··· Records for processing

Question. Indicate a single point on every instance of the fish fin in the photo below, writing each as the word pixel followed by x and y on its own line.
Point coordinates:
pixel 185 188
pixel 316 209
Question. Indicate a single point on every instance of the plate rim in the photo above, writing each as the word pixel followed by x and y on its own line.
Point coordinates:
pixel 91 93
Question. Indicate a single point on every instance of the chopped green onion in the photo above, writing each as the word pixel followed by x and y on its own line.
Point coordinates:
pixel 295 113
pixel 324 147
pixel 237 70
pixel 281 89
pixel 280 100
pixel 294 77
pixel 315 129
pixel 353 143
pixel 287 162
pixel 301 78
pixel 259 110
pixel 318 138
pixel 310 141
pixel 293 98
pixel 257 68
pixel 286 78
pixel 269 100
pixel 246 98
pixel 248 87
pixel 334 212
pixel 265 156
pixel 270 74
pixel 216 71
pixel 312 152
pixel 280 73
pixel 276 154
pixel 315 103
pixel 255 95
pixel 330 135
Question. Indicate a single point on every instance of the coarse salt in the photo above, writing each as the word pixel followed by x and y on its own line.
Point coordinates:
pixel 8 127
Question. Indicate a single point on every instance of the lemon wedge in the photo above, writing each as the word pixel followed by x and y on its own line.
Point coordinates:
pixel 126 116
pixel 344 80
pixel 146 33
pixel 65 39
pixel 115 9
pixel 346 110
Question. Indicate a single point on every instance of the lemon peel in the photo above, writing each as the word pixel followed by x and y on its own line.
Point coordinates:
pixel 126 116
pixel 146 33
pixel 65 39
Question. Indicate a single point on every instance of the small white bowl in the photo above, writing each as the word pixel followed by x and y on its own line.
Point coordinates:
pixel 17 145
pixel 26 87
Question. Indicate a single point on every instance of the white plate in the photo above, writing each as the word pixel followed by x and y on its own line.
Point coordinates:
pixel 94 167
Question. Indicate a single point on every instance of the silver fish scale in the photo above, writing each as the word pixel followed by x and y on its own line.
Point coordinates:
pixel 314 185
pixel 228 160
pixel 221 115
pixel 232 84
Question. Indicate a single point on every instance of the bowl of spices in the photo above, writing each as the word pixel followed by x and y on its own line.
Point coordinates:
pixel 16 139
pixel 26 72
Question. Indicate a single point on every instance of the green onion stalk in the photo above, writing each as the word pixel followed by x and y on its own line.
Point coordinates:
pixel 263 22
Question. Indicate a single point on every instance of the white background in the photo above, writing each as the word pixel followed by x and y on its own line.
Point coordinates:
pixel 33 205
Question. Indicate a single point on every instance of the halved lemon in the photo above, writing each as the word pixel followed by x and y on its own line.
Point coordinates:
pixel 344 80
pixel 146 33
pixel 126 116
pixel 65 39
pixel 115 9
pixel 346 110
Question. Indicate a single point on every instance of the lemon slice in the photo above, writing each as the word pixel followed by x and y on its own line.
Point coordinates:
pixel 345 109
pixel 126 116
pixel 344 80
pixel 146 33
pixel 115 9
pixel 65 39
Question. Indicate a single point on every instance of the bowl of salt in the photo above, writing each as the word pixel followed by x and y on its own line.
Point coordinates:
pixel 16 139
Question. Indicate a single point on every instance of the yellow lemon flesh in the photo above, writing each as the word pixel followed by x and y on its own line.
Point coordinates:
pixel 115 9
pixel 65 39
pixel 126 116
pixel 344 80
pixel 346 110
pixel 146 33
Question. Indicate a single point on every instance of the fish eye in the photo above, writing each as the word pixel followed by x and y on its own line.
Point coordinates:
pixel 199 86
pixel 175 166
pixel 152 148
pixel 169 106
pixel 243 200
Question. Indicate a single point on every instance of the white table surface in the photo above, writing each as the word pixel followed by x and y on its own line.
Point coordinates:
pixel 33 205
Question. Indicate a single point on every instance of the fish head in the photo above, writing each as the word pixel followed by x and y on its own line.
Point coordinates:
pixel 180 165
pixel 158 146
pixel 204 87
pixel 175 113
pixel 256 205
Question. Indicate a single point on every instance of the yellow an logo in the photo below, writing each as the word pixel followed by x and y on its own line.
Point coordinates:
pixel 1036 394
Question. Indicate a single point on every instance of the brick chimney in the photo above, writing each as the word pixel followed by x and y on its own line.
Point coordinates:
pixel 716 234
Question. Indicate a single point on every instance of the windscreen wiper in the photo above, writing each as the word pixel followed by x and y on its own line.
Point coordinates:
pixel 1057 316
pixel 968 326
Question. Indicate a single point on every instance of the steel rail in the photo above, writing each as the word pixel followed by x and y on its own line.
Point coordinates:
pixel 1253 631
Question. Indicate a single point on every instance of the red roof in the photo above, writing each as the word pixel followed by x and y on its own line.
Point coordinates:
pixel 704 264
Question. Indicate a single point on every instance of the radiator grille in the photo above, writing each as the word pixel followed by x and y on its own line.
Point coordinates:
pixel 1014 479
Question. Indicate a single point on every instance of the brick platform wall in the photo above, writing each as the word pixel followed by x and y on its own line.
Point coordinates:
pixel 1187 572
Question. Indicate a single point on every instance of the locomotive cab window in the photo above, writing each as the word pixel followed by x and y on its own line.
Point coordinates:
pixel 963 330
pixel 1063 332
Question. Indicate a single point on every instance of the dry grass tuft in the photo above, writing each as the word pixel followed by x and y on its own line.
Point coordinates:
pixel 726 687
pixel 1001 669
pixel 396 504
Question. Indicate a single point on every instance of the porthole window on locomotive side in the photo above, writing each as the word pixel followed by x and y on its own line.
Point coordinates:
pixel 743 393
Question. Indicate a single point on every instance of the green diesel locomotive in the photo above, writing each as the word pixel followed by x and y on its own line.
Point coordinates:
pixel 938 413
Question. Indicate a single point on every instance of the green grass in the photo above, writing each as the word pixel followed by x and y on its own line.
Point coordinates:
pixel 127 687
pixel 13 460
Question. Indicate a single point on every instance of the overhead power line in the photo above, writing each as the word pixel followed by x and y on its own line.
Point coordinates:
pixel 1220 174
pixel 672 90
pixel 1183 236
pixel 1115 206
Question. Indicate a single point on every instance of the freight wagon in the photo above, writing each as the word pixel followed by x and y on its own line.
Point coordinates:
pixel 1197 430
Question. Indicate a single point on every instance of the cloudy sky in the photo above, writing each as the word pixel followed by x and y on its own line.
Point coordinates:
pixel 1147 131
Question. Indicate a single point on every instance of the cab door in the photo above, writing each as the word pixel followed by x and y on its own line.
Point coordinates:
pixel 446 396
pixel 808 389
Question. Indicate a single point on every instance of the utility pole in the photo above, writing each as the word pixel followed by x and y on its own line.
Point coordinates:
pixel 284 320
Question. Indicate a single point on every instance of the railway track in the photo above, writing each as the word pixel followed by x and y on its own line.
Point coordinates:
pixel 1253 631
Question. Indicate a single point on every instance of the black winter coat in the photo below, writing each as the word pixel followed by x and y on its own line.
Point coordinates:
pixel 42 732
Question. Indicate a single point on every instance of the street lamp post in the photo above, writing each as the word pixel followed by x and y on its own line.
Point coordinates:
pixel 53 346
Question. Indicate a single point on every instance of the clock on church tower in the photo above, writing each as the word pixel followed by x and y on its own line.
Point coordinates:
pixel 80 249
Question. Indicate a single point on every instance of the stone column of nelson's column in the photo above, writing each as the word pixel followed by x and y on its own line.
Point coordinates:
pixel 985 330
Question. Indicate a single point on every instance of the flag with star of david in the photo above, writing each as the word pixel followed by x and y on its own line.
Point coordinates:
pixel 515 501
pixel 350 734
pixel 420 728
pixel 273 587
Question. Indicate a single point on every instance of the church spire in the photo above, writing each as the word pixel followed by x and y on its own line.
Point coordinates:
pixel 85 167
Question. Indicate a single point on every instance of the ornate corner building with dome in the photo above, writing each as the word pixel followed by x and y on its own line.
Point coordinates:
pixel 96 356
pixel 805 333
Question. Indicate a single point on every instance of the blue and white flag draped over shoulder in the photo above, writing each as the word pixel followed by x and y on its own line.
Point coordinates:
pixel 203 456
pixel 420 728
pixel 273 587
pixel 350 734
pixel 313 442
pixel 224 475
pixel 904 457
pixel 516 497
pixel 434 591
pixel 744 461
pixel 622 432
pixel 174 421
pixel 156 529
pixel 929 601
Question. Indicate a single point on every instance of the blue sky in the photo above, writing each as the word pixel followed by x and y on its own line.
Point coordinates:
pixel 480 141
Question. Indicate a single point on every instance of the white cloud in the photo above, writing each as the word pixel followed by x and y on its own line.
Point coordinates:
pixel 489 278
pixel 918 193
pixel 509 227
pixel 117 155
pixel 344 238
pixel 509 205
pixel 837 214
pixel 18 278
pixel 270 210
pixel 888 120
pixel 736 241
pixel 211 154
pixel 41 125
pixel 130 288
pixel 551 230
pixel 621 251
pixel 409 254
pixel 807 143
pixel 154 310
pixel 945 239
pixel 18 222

······

Give the number of lines in the data that include the string "flag", please, and nothing else.

2